▸ **MATERIAL FOR THIS TASK**
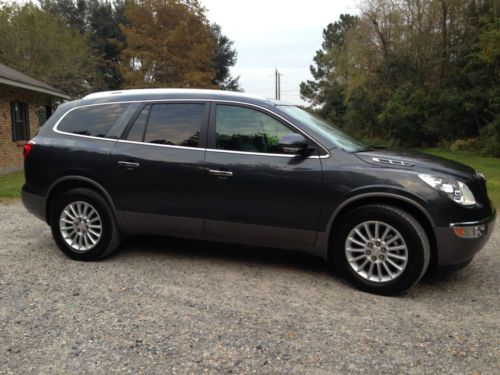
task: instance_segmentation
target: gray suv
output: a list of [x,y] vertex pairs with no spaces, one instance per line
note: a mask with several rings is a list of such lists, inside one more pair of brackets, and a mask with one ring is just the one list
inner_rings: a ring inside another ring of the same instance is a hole
[[69,257],[126,235],[282,247],[390,294],[469,263],[495,210],[474,169],[373,149],[303,109],[209,90],[129,90],[59,106],[24,150],[26,208]]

▸ **ABOUT THIS EXERCISE**
Wherever "list" turns up in the records, copy the whole line.

▸ **ANSWER FOR THIS EXERCISE**
output: a list of [x,y] vertex pairs with no spaces, one instance per line
note: a mask with several rings is a list of such lists, inside one more pair of brackets, and a mask with one ring is just the one list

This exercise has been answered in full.